BEGIN Excerpted passage
Her name doesn't come up when asked who are the most powerful women in America. She is never listed in Forbes Magazine’s annual list of “The United States’ Most Powerful Women.” But she is by far considered the most influential woman and African-American in Obama's inner circle. Her name? Valerie Jarrett.

Impressive background

If you want the long version, her title is Senior Advisor to the President of the United States and Assistant to the President for Public Engagement and Intergovernmental Affairs in the Obama administration. Her credential are just as impressive. Her father was a pathologist and geneticist, and her mother helped create the Erikson Institute. She earned a B.A. in psychology from Stanford University in 1978 and a juris doctor (J.D.) from the University of Michigan Law School in 1981. She got her start in politics in 1987 by working for Chicago Mayor Harold Washington where she met Michelle Obama who was engaged to Barack Obama. In 2008, President-elect Barack Obama chose Jarrett to serve as White House Senior Adviser.

What makes her so powerful

As Senior Advisor to the President, Jarrett advises him on just about everything, and she has his respect and trust. She has been referred to a Barack's other half, a pit bull, incredibly loyal to the President, and one of DC’s most powerful people. She is also considered a brilliant strategist and thinker, articulate and polished, skilled in both politics and business. But it is the trust she has earned with the President that gives her power.

According to a recent article in WND (WorldNetDaily), Journalist and author Richard Miniter stated in his book, “Leading From Behind: The Reluctant President and the Advisors who Decide for Him,” that the President "talks to Jarrett several times a day, and that he rarely makes a major decision without consulting her." He goes on to say, "Her influence is enormous and wide-ranging. She wields informal power, like a first lady; scheduling power, like a chief of staff; and power over policy, like a special envoy. She has the unusual freedom to put herself in any meeting she chooses and to set the priorities as she sees fit."

Yes, she is the most powerful black woman in America.
END Excerpted passage
BEGIN Data for analysis
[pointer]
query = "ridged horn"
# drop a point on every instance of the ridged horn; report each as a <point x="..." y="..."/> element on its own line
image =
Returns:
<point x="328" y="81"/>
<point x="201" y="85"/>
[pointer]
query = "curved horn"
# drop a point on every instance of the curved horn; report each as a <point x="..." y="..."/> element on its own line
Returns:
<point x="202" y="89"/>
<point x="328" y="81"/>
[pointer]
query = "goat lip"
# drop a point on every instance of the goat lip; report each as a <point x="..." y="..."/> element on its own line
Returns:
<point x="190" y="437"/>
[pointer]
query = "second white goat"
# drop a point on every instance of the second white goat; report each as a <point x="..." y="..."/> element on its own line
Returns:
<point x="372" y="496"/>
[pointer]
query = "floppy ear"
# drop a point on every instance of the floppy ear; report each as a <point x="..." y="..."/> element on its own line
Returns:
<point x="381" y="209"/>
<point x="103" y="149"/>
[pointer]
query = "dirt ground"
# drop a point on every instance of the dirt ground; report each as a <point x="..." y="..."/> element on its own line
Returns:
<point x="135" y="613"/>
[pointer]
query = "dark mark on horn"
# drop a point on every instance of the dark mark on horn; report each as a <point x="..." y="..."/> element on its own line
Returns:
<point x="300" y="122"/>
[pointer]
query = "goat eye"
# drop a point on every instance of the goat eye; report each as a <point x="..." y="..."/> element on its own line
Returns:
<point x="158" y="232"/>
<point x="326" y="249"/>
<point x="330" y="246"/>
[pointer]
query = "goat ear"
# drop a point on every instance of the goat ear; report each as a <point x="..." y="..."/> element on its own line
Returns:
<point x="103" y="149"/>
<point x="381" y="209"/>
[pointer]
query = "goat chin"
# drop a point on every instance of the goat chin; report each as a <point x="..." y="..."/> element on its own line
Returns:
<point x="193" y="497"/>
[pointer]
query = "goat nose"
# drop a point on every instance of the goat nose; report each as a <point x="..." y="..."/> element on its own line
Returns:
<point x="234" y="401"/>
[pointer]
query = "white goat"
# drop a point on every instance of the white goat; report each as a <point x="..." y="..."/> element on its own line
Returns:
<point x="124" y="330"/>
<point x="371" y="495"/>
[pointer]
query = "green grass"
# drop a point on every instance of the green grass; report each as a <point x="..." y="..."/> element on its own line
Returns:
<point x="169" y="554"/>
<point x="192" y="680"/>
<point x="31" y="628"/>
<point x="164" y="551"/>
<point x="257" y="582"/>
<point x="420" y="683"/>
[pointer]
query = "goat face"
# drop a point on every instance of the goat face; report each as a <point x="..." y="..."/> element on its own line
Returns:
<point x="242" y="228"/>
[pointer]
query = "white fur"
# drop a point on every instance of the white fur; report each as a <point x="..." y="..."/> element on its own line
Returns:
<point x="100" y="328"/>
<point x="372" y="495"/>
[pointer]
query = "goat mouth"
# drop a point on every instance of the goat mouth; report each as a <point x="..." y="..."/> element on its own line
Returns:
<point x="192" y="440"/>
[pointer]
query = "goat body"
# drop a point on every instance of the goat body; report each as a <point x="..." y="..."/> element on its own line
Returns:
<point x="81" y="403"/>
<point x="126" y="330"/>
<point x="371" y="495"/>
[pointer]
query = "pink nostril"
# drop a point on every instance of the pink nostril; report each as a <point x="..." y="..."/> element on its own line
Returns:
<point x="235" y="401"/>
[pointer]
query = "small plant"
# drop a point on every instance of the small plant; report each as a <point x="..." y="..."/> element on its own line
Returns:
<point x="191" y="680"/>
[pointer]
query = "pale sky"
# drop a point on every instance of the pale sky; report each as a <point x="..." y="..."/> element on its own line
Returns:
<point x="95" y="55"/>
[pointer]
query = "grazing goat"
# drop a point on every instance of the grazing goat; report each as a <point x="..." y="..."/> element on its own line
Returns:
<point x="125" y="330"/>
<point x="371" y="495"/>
END Data for analysis
▶ _What to do_
a: In the Valerie Jarrett profile, list the kinds of power that the quote from Richard Miniter's book says she wields.
b: Rewrite the Valerie Jarrett profile starting with "If you want" and going on through "House Senior Adviser.". Put "physician" in place of "pathologist".

▶ _Responses in order_
a:
- Informal power, like a first lady
- Scheduling power, like a chief of staff
- Power over policy, like a special envoy

b:
If you want the long version, her title is Senior Advisor to the President of the United States and Assistant to the President for Public Engagement and Intergovernmental Affairs in the Obama administration. Her credential are just as impressive. Her father was a physician and geneticist, and her mother helped create the Erikson Institute. She earned a B.A. in psychology from Stanford University in 1978 and a juris doctor (J.D.) from the University of Michigan Law School in 1981. She got her start in politics in 1987 by working for Chicago Mayor Harold Washington where she met Michelle Obama who was engaged to Barack Obama. In 2008, President-elect Barack Obama chose Jarrett to serve as White House Senior Adviser.